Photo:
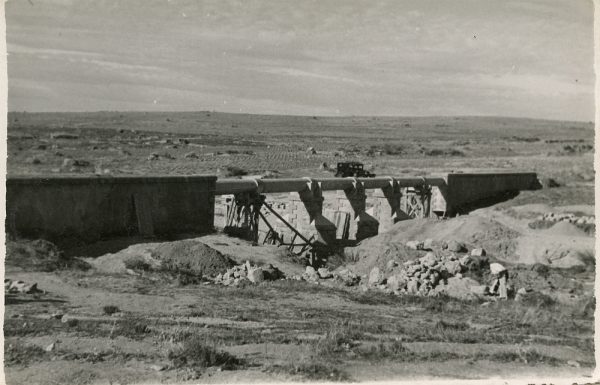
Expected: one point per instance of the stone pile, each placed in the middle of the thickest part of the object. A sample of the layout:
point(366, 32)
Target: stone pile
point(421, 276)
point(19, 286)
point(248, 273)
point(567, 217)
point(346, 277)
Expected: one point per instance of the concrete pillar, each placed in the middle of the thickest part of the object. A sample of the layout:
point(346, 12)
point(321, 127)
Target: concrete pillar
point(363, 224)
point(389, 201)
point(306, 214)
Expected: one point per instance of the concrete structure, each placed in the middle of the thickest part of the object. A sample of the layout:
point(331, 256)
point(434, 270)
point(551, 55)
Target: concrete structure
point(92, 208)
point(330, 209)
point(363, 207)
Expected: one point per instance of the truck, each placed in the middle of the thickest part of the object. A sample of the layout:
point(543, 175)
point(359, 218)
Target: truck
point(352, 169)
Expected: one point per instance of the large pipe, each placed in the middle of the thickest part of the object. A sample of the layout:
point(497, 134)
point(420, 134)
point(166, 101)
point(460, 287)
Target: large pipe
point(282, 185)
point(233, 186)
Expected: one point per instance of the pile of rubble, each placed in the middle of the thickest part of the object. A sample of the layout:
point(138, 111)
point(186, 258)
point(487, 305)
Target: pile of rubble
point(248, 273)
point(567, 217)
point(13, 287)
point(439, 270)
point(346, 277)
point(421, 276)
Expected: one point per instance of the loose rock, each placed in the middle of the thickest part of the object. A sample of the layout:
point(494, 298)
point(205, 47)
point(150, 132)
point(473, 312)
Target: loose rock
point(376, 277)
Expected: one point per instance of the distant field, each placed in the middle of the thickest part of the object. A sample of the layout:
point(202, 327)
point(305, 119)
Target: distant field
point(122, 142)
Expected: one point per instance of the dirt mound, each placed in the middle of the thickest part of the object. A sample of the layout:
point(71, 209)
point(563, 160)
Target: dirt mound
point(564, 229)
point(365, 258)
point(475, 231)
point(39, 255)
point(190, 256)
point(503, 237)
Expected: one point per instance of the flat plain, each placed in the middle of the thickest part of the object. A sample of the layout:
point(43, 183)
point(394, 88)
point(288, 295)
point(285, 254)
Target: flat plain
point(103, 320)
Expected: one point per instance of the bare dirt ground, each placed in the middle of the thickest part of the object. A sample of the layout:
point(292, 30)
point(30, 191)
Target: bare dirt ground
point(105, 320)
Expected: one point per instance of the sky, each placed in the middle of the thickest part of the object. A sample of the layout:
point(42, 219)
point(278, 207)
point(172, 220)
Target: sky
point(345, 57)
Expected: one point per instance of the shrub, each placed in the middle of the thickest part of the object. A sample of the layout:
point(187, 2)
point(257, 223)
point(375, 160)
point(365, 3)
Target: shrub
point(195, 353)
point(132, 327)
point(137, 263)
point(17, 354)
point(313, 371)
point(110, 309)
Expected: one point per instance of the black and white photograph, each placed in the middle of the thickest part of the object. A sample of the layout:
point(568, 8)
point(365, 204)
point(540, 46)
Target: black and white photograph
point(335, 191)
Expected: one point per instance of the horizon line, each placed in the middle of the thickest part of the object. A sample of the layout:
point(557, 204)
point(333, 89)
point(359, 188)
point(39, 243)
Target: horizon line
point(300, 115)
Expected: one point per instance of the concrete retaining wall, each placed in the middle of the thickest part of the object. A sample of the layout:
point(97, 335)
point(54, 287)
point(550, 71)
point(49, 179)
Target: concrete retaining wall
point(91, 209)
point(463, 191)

----------------------------------------

▸ Task details
Go through the listing above and quote it exactly, apart from its images.

▸ Finished answer
Photo:
Expected: one point per instance of the stone pile, each placed in the middle of the thickest part of the object. A sample of the layout:
point(366, 32)
Target: stone pile
point(421, 276)
point(19, 286)
point(248, 273)
point(567, 217)
point(346, 277)
Expected: one point per instance of the concrete pillar, each placed in the middle of the thickest part of the object. A sample of the layout:
point(346, 12)
point(321, 127)
Target: concrete pillar
point(363, 224)
point(389, 201)
point(306, 214)
Expected: one point per instance of the concrete structure, each placed in the middle of the thickest part of the object. A sample of the layout:
point(331, 256)
point(434, 270)
point(551, 55)
Target: concrete structure
point(92, 208)
point(330, 209)
point(363, 207)
Expected: one point per instance of the truck, each placed in the middle of the thickest part of the object. A sample of the layout:
point(543, 175)
point(359, 218)
Target: truck
point(352, 169)
Expected: one point per instance of the large pipe, each placed in the middle of the thickest part of the object. A sample of the layout:
point(497, 134)
point(420, 134)
point(166, 101)
point(460, 287)
Target: large pipe
point(282, 185)
point(233, 186)
Expected: one point per instance of the pile of rubble, each placed in the middle of the thickest part of the object. A sample of the layout:
point(138, 111)
point(186, 258)
point(487, 305)
Target: pile of rubble
point(248, 273)
point(567, 217)
point(13, 287)
point(439, 270)
point(346, 277)
point(421, 276)
Expected: one point per instance of the loose rock, each placed in the middle of the thickest part of the object. A sample of the layout:
point(494, 298)
point(205, 47)
point(150, 132)
point(473, 312)
Target: loose rock
point(376, 277)
Expected: one point per instance of the distant field, each placed in the middle of the thickest part of the object. A sample of the layout:
point(202, 327)
point(305, 119)
Target: distant field
point(122, 142)
Expected: one point per instance of the dirt mound, each placed in the middle of the thickest part of the object. A sample of the layout:
point(71, 209)
point(563, 160)
Target: dirt mound
point(564, 229)
point(365, 258)
point(475, 231)
point(39, 255)
point(190, 256)
point(503, 237)
Expected: one point per instance of the flat plain, each placed in the middle of the thickest part of the object. A sample of the layout:
point(43, 183)
point(394, 88)
point(288, 295)
point(285, 254)
Target: flat plain
point(103, 320)
Expected: one point per instance of the bare dirt ground, each placed in the middle of the thickest part of the object. A sample of the layout:
point(292, 30)
point(30, 191)
Target: bare dirt ground
point(105, 320)
Expected: one point per instance of the sky, each placed in the middle of the thickest part of the object. A sample of the layout:
point(42, 219)
point(278, 207)
point(172, 220)
Target: sky
point(345, 57)
Expected: one point per instance of the shrub, each placed in the middle of the thickest part of the object. A sample of the layout:
point(187, 2)
point(257, 223)
point(375, 160)
point(365, 3)
Target: shrub
point(195, 353)
point(132, 327)
point(137, 263)
point(17, 354)
point(313, 371)
point(110, 309)
Expected: one point per instance of the black and white photograph, each placed in the middle of the thickest part of the object. A sample of the layout:
point(568, 8)
point(365, 204)
point(540, 46)
Target: black and white photograph
point(335, 191)
Expected: one point per instance of the horizon line, each placed in the middle of the thickest part of the object. A sample of the layout:
point(557, 204)
point(333, 89)
point(359, 188)
point(39, 243)
Target: horizon line
point(300, 115)
Expected: one point per instance of the concrete retaining wall, each placed in the middle of the thickest part of the object. A sample of the layout:
point(97, 335)
point(54, 287)
point(550, 71)
point(49, 179)
Target: concrete retaining wall
point(91, 209)
point(463, 191)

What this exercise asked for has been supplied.